Reading text:
# Why is my kitchen socket beeping?



## Paul in Maryland (Mar 24, 2012)

Greetings,
One of my kitchen sockets--or rather, the box to which it's attached--has begun to quietly beep, even when nothing is plugged in. The pattern is: 1 beep, silence, 2 beeps, silence. This cycle repeats about 28 times a minute.

Shutting off the circuit stops the beeping.

As a first step, I tried to remove the socket:







But as you can see, the white and black wires are connected behind the cabinet wall, to this:






It's this box that's doing the beeping. 

How do I fix this?


----------



## JoeD (Mar 24, 2012)

It is not the socket. It is something else nearby on the same circuit. There is no way a socket can beep unless there is some insect(like cricket) in it.


----------



## joecaption (Mar 25, 2012)

Check the battery in the smoke detector.


----------



## Paul in Maryland (Mar 25, 2012)

I can assure you, it's not the smoke detector. That beep would be obstreporously loud, This beep was muffled until, on a hunch, my wife opened the cabinet door. The closer I put my ear, the louder it sounds. I shot a video of the box from 2 feet away. But my camera's audio pickup ends at 11,000 Hz; this beep is so high-pitched, it's barely audible in [ame="http://youtu.be/UJewtemWK8U"]the video[/ame].


----------



## JoeD (Mar 25, 2012)

There is nothing in that box that can beep. It is not the box. Where does the conduit lead? Perhaps the sound is coming up the conduit from the other end. Search the room there is something else beeping. Put a towel over the box and see what happens.


----------



## Daddytron (Mar 26, 2012)

try replacing the outlet, it's a cheap and easy way to check the situation


----------



## CallMeVilla (Mar 27, 2012)

Outlets should not "beep."  There is no mechanism for them to do that.  Turn off the breaker, replace the outlet, turn on the power.  Take two aspirins, post back to us.


----------



## joecaption (Mar 27, 2012)

May sound silly but, the wiring is run through conduit, that sound could be in a completly differant area of the house near the other end of the conduit and traveling through it until it gets to that box which acts like a mini speaker.
May sound like a wild idea, but anyone old like me remembers there was whole  apartment buildings that had nothing more then a hollow pipe all the way from the lobby to your apartment for an intercom several floors away.
Other things that can make a high pitched sound, A CFC light bulb that is connected to a dimmer switch, a transfomer for a door bell, a reguler floresant light fixture on a dimmer switch.


----------



## nealtw (Mar 27, 2012)

I would bet that you have insect inside the socket, shorting out the contacts.


----------

Data supplied:
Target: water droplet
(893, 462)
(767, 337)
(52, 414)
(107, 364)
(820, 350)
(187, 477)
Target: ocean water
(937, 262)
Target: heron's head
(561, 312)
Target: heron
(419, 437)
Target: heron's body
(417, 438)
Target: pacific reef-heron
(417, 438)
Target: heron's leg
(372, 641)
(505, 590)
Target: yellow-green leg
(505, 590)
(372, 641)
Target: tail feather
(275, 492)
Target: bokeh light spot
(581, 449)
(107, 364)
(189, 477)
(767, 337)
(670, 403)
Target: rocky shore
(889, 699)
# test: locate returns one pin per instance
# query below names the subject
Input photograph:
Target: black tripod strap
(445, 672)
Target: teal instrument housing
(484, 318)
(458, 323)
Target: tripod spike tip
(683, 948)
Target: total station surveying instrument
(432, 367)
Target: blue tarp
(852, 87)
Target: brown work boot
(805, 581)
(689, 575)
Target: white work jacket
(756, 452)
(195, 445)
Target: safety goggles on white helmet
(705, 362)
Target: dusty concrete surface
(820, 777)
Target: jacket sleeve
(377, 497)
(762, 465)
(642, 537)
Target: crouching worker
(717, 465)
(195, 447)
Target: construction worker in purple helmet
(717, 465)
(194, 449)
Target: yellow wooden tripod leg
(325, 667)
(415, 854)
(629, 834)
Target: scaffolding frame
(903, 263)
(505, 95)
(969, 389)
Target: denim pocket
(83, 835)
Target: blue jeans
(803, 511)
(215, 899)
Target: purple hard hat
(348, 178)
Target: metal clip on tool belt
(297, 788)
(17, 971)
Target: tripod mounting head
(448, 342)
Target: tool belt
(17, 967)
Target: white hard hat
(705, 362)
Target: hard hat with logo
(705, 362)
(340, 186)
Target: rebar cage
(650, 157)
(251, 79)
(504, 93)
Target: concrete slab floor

Objective 1: Translate this sentence from the forum thread about the beeping socket into Spanish: "Shutting off the circuit stops the beeping."
Objective 2: From the forum thread about the beeping socket, write out the passage between "# Why is my" and "times a minute.", inclusive.

Expected answer 1: Al cortar el circuito, el pitido se detiene.

Expected answer 2:
# Why is my kitchen socket beeping?



## Paul in Maryland (Mar 24, 2012)

Greetings,
One of my kitchen sockets--or rather, the box to which it's attached--has begun to quietly beep, even when nothing is plugged in. The pattern is: 1 beep, silence, 2 beeps, silence. This cycle repeats about 28 times a minute.